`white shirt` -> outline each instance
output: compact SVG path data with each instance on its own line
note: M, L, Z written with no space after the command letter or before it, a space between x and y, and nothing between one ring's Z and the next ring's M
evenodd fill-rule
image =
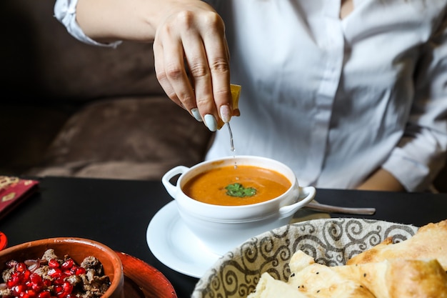
M354 188L381 167L428 187L447 150L446 0L353 0L343 20L336 0L208 2L242 86L237 154L282 162L303 186ZM232 154L224 127L206 158Z

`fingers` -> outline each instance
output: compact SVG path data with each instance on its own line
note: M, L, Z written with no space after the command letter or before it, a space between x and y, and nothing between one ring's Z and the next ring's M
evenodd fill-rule
M229 55L217 14L179 12L157 31L154 53L157 79L173 101L211 131L229 121Z

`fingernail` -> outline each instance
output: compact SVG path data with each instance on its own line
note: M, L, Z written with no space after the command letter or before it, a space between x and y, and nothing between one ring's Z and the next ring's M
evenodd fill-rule
M221 106L221 119L224 123L230 121L231 115L230 114L230 107L226 104Z
M191 113L193 114L193 116L194 116L194 118L196 118L196 120L201 122L202 120L202 116L200 116L200 113L199 112L199 109L197 108L194 108L191 110Z
M211 114L207 114L205 115L204 120L205 121L205 125L206 125L208 129L211 131L216 131L217 130L217 121L216 121L214 116Z

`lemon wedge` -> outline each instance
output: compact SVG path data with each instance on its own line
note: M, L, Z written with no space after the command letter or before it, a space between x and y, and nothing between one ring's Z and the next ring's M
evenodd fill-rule
M240 116L241 112L239 111L239 95L241 94L241 86L234 85L233 84L230 84L230 91L231 91L231 98L233 99L233 115L232 116ZM217 123L217 129L220 129L224 126L224 121L222 119L219 118Z
M230 85L231 97L233 98L233 116L239 116L241 114L241 112L239 111L239 95L241 94L241 88L240 85L234 85L233 84Z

§ §

*Required task*.
Copy each line above precisely, dropping the pictures.

*The reply*.
`white shirt` -> outline each instance
output: compact SVG path data with each instance on its own line
note: M, L, Z written with no space after the command letter or before it, a space between x and y, and nothing between one ring's Z and the next ring's M
evenodd fill-rule
image =
M354 188L381 167L428 187L447 150L446 0L353 0L343 20L336 0L208 2L242 86L237 154L282 162L303 186ZM232 154L224 127L206 158Z

`fingers` -> outline each instance
output: compact SVG path data with each instance on its own line
note: M, L, Z written with no space after the command letter or before it, a space between x and y, and nothing between one ring's Z and the next ring's M
evenodd fill-rule
M229 55L217 14L179 12L157 31L154 53L157 79L173 101L211 131L229 121Z

`fingernail` -> outline each instance
output: compact SVG path data with each instance on its own line
note: M, L, Z written with no space after the command letter or before it, a space between x and y, and nothing between one ring's Z and the next ring's M
evenodd fill-rule
M221 106L221 119L224 123L230 121L231 115L230 114L230 107L226 104Z
M191 113L193 114L193 116L194 116L194 118L196 118L196 120L201 122L202 120L202 116L200 116L200 113L199 112L199 109L197 108L194 108L191 110Z
M211 114L207 114L205 115L204 120L205 121L205 125L206 125L208 129L211 131L216 131L217 130L217 121L216 121L214 116Z

`lemon wedge` -> outline each instance
output: compact SVG path data with each instance on its own line
note: M, L, Z written with no space after the command letter or before it, a space between x and y, and nothing between one ring's Z and the next ring's M
evenodd fill-rule
M240 116L241 112L239 111L239 95L241 94L241 86L234 85L233 84L230 84L230 91L231 91L231 98L233 99L233 115L232 116ZM217 123L217 129L220 129L224 126L224 121L222 119L219 118Z
M230 85L231 97L233 98L233 116L239 116L241 114L241 112L239 111L239 95L241 94L241 88L240 85L234 85L233 84Z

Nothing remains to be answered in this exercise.